> _Your instructions_: Could you reproduce all of the records exactly?

** Opening Data provided block **

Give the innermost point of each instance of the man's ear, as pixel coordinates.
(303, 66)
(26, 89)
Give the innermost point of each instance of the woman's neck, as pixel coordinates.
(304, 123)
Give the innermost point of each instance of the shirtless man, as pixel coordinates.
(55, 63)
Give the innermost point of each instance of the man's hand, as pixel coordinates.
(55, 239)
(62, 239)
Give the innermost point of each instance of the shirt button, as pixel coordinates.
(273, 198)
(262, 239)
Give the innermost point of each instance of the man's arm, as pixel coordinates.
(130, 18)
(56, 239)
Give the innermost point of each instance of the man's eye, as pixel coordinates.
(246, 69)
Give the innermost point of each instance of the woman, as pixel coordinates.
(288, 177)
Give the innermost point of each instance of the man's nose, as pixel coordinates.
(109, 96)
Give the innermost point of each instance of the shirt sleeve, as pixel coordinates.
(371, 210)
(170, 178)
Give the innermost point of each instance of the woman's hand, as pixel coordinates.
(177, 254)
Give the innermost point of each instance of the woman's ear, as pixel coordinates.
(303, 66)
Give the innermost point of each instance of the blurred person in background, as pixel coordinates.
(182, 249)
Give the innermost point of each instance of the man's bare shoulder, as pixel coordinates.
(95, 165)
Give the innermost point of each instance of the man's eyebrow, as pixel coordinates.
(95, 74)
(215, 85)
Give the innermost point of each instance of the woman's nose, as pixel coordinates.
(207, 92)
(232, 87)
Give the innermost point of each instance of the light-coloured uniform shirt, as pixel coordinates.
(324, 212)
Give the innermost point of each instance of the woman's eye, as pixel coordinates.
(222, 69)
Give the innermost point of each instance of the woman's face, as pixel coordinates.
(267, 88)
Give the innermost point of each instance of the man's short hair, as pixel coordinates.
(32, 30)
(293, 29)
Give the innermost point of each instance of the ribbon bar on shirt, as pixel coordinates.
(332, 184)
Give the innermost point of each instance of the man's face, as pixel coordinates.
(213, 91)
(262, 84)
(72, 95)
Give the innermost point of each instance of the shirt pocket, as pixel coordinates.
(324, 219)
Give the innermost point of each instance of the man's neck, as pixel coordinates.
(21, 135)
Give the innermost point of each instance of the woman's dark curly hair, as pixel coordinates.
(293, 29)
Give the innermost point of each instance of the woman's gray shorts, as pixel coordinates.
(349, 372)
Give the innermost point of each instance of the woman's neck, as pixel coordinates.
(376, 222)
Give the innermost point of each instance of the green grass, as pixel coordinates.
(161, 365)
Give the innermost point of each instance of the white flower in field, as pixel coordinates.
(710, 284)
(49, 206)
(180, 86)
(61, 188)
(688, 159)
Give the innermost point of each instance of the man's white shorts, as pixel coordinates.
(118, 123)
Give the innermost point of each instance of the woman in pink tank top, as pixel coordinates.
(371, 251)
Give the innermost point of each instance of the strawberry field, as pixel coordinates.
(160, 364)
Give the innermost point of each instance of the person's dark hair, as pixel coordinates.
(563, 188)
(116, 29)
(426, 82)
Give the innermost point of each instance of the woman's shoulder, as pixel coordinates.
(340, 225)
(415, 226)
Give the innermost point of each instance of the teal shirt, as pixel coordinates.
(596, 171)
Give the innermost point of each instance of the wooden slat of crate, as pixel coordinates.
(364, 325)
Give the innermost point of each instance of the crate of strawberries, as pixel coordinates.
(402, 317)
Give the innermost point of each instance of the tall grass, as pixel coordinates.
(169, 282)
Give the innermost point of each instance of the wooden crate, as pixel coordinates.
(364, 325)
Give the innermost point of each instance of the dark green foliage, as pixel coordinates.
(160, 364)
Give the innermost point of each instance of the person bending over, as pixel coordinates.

** Closing Data provided block **

> _Result for this task_:
Give the innermost point of each instance of the man's ear, as pixel coordinates.
(303, 66)
(26, 89)
Give the innermost point of each instance of the woman's neck, as pixel coordinates.
(304, 123)
Give the innermost point of each instance of the shirtless man, as pixel coordinates.
(55, 63)
Give the innermost point of each instance of the man's hand, as pixel coordinates.
(55, 239)
(62, 239)
Give the innermost point of each instance of the shirt button, as pixel coordinates.
(273, 198)
(262, 239)
Give the innermost point of each instance of the man's arm, as pixel coordinates.
(130, 18)
(56, 239)
Give the innermost point of each instance of the man's eye, as pixel coordinates.
(246, 69)
Give the innermost point of each instance of the woman, as pixel coordinates.
(288, 177)
Give the innermost point of each instance of the man's nose, as pixel coordinates.
(109, 96)
Give the innermost point of each instance of the shirt sleeve, as pixel coordinates.
(371, 210)
(170, 178)
Give the innermost point of each instance of the woman's hand, as pixel coordinates.
(177, 254)
Give the innermost point of each instance of the woman's ear, as pixel coordinates.
(303, 66)
Give the innermost point of each instance of the blurred person in background, as pixel coordinates.
(182, 249)
Give the innermost point of each instance of the man's bare shoulder, as pixel coordinates.
(95, 165)
Give the innermost point of each instance of the man's eyebrow, as pixel coordinates.
(95, 74)
(215, 85)
Give the innermost point of each instance of the woman's nose, as pixel coordinates.
(207, 92)
(232, 87)
Give the innermost point of each instance of the light-coloured uniform shirt, as pixel coordinates.
(324, 212)
Give the innermost point of each instance of the woman's eye, as pixel coordinates.
(222, 69)
Give the innermost point of each instance of the woman's face, as pixel coordinates.
(267, 88)
Give the innermost point of each instance of the man's short hair, as pixel coordinates.
(32, 30)
(293, 29)
Give the innermost point of each instance of the ribbon bar on shirt, as pixel coordinates.
(332, 184)
Give the innermost point of each instance of the man's face, as pixel coordinates.
(213, 91)
(262, 84)
(72, 95)
Give the innermost point of each instance of the shirt pocket, as pixel coordinates.
(324, 219)
Give the innermost point of each instance of the man's neck, as pixel coordinates.
(21, 135)
Give the innermost point of each instance of the woman's dark curly hair, as pixel coordinates.
(293, 29)
Give the innermost point of each instance of the woman's gray shorts, as pixel coordinates.
(349, 372)
Give the innermost point of each instance of the woman's neck, as pixel coordinates.
(376, 222)
Give the innermost point of each instance of the green grass, as pixel coordinates.
(161, 365)
Give the innermost point of each instance of the white flower in field, as pixel coordinates.
(710, 284)
(49, 206)
(180, 86)
(61, 188)
(688, 159)
Give the innermost point of each instance of the man's white shorts, as pixel coordinates.
(118, 123)
Give the innermost point of each instance of the woman in pink tank top, as pixel coordinates.
(371, 251)
Give the innermost point of each instance of the strawberry field, as pixel coordinates.
(160, 364)
Give the innermost point of each instance of the person's dark hair, as pixel coordinates.
(563, 188)
(116, 29)
(426, 82)
Give the innermost point of each instance of the woman's shoulder, as pixel coordinates.
(340, 225)
(415, 226)
Give the innermost point of each instance of the teal shirt, as pixel coordinates.
(596, 171)
Give the innermost point of each instance of the wooden slat of crate, as pixel coordinates.
(364, 325)
Give the innermost point of each instance of the crate of strawberries, as pixel coordinates.
(402, 317)
Give the innermost point of each instance of the tall grass, as pixel coordinates.
(169, 282)
Give the innermost point of each instance of the wooden crate, as pixel coordinates.
(364, 325)
Give the innermost point of each instance of the dark green foliage, as pixel coordinates.
(160, 364)
Give the innermost point of each instance of the person bending over, as pixel coordinates.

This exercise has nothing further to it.